> Task statement: Count the lines in the material below that contain the string "rope", and reply with the number alone.

◇ ◇ ◇ ◇ ◇ ◇ ◇

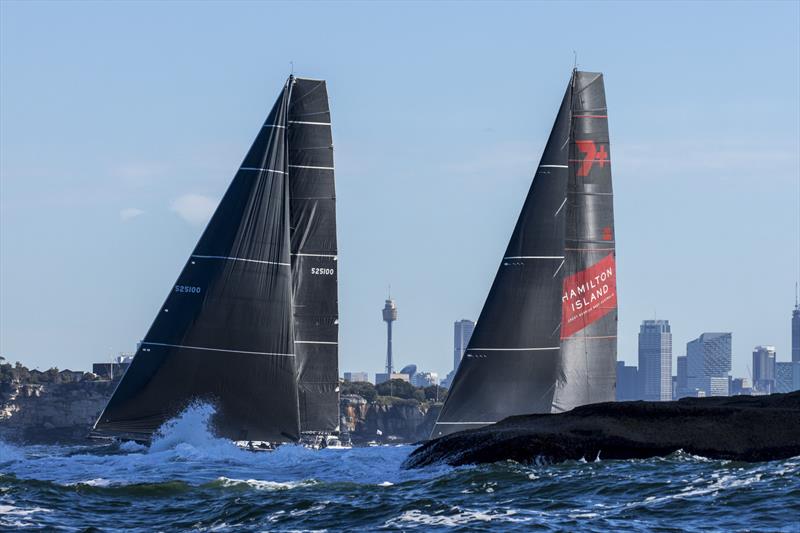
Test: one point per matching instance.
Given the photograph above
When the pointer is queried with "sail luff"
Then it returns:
(314, 255)
(224, 334)
(511, 363)
(589, 302)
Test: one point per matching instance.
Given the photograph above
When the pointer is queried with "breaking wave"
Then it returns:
(195, 481)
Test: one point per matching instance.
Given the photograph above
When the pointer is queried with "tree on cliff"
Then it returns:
(397, 388)
(362, 388)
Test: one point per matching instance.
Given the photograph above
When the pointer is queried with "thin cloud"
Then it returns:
(195, 209)
(130, 213)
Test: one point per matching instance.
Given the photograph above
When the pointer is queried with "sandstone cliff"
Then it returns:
(61, 412)
(51, 412)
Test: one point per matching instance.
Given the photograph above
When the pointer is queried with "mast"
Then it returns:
(511, 363)
(589, 300)
(314, 256)
(225, 333)
(546, 338)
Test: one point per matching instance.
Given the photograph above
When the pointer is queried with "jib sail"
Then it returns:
(226, 332)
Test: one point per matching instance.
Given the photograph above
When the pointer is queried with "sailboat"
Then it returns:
(251, 324)
(546, 339)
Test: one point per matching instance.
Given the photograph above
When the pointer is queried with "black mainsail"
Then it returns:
(314, 260)
(228, 331)
(545, 340)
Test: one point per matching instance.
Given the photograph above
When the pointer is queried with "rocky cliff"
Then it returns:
(387, 419)
(60, 412)
(742, 428)
(51, 412)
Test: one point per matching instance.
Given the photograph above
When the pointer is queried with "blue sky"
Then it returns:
(121, 125)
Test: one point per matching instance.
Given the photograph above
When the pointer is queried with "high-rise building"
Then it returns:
(796, 329)
(741, 386)
(389, 316)
(682, 378)
(425, 379)
(764, 369)
(356, 377)
(787, 376)
(707, 357)
(462, 332)
(627, 382)
(383, 377)
(655, 360)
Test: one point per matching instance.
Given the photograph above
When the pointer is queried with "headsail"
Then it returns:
(519, 359)
(225, 333)
(314, 259)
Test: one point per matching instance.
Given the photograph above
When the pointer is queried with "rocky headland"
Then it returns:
(61, 406)
(743, 428)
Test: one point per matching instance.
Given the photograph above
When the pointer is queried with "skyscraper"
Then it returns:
(764, 369)
(655, 360)
(682, 378)
(787, 377)
(462, 331)
(708, 362)
(796, 329)
(627, 382)
(389, 316)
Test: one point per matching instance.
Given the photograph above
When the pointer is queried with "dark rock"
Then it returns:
(744, 428)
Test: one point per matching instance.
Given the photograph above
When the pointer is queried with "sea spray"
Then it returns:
(190, 434)
(10, 453)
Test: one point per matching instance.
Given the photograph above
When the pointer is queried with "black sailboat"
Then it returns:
(545, 340)
(251, 324)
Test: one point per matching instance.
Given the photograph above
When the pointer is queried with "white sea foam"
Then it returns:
(189, 435)
(458, 518)
(18, 517)
(10, 453)
(264, 485)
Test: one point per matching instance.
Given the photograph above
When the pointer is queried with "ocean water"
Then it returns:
(189, 480)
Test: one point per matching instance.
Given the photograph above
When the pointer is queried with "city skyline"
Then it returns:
(141, 145)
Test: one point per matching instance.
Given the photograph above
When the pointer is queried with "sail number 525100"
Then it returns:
(187, 288)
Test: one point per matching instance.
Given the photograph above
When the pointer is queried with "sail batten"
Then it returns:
(544, 357)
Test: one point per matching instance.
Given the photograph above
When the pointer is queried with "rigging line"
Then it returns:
(593, 337)
(560, 207)
(263, 170)
(558, 269)
(214, 349)
(309, 123)
(534, 257)
(317, 86)
(240, 259)
(309, 166)
(513, 349)
(464, 423)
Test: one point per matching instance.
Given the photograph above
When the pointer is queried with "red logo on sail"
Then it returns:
(592, 155)
(588, 295)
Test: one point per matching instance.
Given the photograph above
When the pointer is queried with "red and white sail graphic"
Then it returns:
(588, 295)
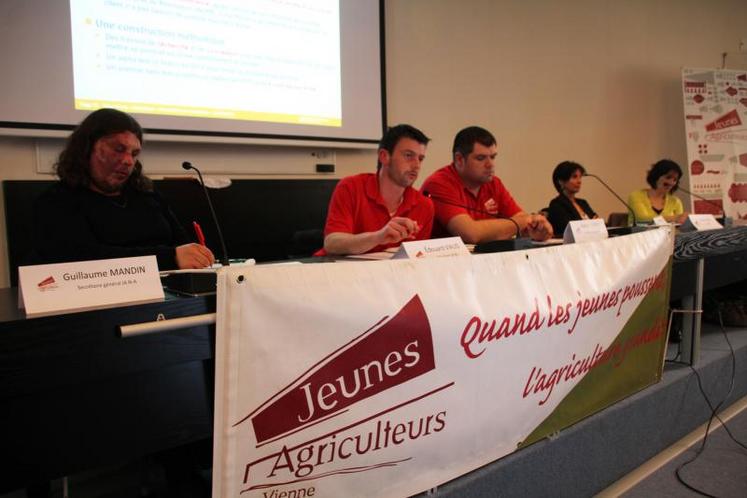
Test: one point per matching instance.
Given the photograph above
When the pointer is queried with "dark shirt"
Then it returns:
(79, 224)
(561, 211)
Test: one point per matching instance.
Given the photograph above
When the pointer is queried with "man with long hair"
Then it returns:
(104, 206)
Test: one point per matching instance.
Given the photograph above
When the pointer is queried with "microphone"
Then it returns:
(476, 210)
(707, 201)
(224, 260)
(615, 194)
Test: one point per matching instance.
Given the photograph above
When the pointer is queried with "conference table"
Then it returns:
(78, 393)
(75, 394)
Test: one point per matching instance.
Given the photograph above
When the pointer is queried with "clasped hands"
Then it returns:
(397, 230)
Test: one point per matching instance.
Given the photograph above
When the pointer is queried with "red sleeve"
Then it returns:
(341, 212)
(507, 206)
(443, 192)
(426, 223)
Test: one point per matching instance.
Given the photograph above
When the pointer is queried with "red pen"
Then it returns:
(198, 232)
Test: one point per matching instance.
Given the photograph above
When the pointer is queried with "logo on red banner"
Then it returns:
(738, 192)
(390, 353)
(694, 86)
(48, 283)
(728, 120)
(697, 168)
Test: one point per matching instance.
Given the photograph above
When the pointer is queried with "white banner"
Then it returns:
(715, 102)
(388, 378)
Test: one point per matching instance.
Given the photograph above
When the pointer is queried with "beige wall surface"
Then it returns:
(595, 81)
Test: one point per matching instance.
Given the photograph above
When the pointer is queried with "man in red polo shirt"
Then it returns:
(370, 212)
(472, 202)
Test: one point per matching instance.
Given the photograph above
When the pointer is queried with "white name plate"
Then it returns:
(86, 285)
(585, 231)
(700, 222)
(448, 246)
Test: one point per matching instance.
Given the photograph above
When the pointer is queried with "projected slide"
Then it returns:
(260, 60)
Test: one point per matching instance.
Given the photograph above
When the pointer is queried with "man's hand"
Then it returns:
(538, 228)
(191, 256)
(396, 230)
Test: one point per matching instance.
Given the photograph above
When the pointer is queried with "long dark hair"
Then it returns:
(73, 165)
(661, 168)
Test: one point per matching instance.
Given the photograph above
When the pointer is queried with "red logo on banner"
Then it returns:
(389, 354)
(714, 206)
(47, 281)
(728, 120)
(697, 168)
(47, 284)
(694, 86)
(738, 192)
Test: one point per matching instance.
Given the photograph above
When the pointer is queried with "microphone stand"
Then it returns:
(630, 209)
(707, 201)
(224, 260)
(444, 201)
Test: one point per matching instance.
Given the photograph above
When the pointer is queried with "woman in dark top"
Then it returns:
(104, 206)
(566, 178)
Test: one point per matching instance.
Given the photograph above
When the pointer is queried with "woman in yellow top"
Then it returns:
(648, 203)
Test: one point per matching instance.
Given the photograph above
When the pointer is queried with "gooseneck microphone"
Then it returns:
(630, 209)
(224, 259)
(707, 201)
(476, 210)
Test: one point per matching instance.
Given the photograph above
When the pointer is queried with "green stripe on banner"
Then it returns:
(633, 361)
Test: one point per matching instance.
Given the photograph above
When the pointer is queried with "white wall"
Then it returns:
(593, 81)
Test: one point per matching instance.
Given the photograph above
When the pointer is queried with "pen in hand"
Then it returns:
(198, 232)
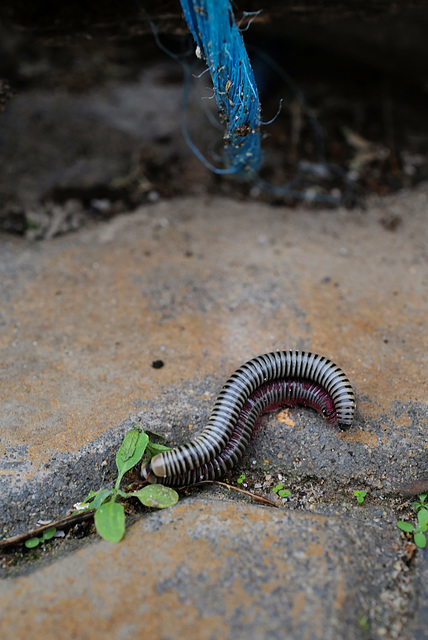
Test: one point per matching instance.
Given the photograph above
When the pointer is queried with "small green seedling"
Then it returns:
(46, 535)
(110, 515)
(360, 495)
(421, 504)
(421, 525)
(279, 490)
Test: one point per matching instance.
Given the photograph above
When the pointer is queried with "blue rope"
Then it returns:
(220, 44)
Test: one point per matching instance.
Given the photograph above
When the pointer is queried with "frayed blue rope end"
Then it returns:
(220, 44)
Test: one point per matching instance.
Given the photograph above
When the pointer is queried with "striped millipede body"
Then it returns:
(264, 383)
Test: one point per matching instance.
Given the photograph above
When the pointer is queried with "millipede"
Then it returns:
(265, 383)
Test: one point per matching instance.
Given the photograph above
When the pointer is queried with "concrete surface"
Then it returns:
(215, 571)
(205, 284)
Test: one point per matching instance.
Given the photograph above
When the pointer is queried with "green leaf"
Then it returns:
(32, 542)
(130, 452)
(110, 521)
(49, 533)
(156, 495)
(423, 516)
(420, 540)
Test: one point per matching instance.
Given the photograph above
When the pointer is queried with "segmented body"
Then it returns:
(261, 384)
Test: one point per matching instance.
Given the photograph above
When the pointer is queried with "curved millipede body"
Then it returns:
(261, 384)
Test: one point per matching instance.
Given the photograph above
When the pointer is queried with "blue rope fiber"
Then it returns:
(220, 44)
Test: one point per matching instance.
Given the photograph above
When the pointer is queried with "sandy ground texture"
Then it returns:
(204, 284)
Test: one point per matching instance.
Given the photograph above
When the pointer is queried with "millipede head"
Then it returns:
(154, 470)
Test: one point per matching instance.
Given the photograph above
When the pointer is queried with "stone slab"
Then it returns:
(208, 571)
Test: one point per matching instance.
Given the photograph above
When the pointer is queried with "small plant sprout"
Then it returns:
(46, 535)
(280, 491)
(360, 495)
(110, 515)
(421, 504)
(421, 525)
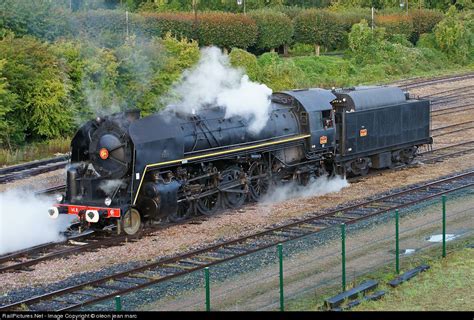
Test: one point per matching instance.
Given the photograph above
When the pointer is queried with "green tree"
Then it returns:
(7, 103)
(318, 27)
(365, 43)
(39, 81)
(453, 36)
(274, 29)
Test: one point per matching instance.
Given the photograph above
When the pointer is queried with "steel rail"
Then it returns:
(198, 259)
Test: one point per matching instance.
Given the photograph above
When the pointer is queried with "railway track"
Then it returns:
(453, 128)
(24, 259)
(442, 153)
(91, 292)
(416, 83)
(33, 168)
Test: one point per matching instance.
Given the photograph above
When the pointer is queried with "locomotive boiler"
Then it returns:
(170, 165)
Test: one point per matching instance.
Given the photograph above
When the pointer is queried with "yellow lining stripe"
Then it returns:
(215, 154)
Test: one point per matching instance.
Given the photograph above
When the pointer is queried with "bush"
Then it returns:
(427, 40)
(347, 18)
(180, 25)
(424, 21)
(279, 74)
(274, 29)
(395, 24)
(365, 43)
(319, 27)
(453, 36)
(39, 82)
(40, 18)
(108, 27)
(243, 59)
(301, 49)
(292, 12)
(226, 30)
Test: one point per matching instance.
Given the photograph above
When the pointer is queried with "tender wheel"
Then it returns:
(185, 210)
(209, 205)
(408, 155)
(259, 182)
(131, 221)
(234, 196)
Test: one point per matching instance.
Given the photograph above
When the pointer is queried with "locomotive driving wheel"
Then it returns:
(408, 155)
(259, 180)
(233, 197)
(360, 167)
(208, 205)
(131, 221)
(185, 209)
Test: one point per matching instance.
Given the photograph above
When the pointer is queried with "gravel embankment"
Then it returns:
(233, 224)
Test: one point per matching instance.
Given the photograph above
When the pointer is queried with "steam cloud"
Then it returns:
(24, 221)
(109, 186)
(215, 82)
(316, 187)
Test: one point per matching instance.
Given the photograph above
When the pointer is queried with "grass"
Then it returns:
(446, 286)
(34, 151)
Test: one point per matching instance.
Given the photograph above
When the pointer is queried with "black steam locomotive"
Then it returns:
(170, 165)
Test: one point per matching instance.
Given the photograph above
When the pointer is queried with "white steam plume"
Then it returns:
(316, 187)
(215, 82)
(109, 186)
(24, 221)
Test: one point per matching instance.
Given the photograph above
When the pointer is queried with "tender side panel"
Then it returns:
(386, 128)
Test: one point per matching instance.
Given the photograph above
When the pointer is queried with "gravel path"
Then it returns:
(231, 224)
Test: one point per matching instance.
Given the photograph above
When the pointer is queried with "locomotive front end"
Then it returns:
(99, 175)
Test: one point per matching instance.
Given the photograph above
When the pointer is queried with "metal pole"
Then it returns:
(372, 18)
(397, 243)
(444, 225)
(343, 252)
(208, 289)
(118, 303)
(280, 257)
(126, 18)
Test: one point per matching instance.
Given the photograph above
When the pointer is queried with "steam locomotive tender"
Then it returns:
(167, 166)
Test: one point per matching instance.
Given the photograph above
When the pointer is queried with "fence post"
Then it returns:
(280, 258)
(444, 224)
(397, 242)
(343, 252)
(208, 289)
(118, 303)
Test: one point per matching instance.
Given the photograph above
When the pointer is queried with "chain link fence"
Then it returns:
(301, 273)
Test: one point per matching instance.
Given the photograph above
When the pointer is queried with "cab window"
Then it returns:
(327, 119)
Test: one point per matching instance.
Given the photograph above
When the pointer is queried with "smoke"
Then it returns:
(109, 186)
(316, 187)
(215, 82)
(24, 221)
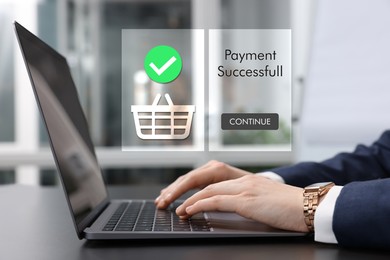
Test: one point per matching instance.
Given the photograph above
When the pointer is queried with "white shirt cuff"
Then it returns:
(272, 176)
(323, 221)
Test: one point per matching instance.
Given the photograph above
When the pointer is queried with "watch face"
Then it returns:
(319, 184)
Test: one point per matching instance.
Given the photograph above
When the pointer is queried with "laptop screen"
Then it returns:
(68, 132)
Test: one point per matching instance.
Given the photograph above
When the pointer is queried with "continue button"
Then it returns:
(250, 121)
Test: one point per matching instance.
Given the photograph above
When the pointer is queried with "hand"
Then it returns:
(212, 172)
(254, 197)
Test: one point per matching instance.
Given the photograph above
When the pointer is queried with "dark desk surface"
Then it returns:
(36, 225)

◇ ◇ ◇ ◇ ◇ ◇ ◇

> Answer to this task: 3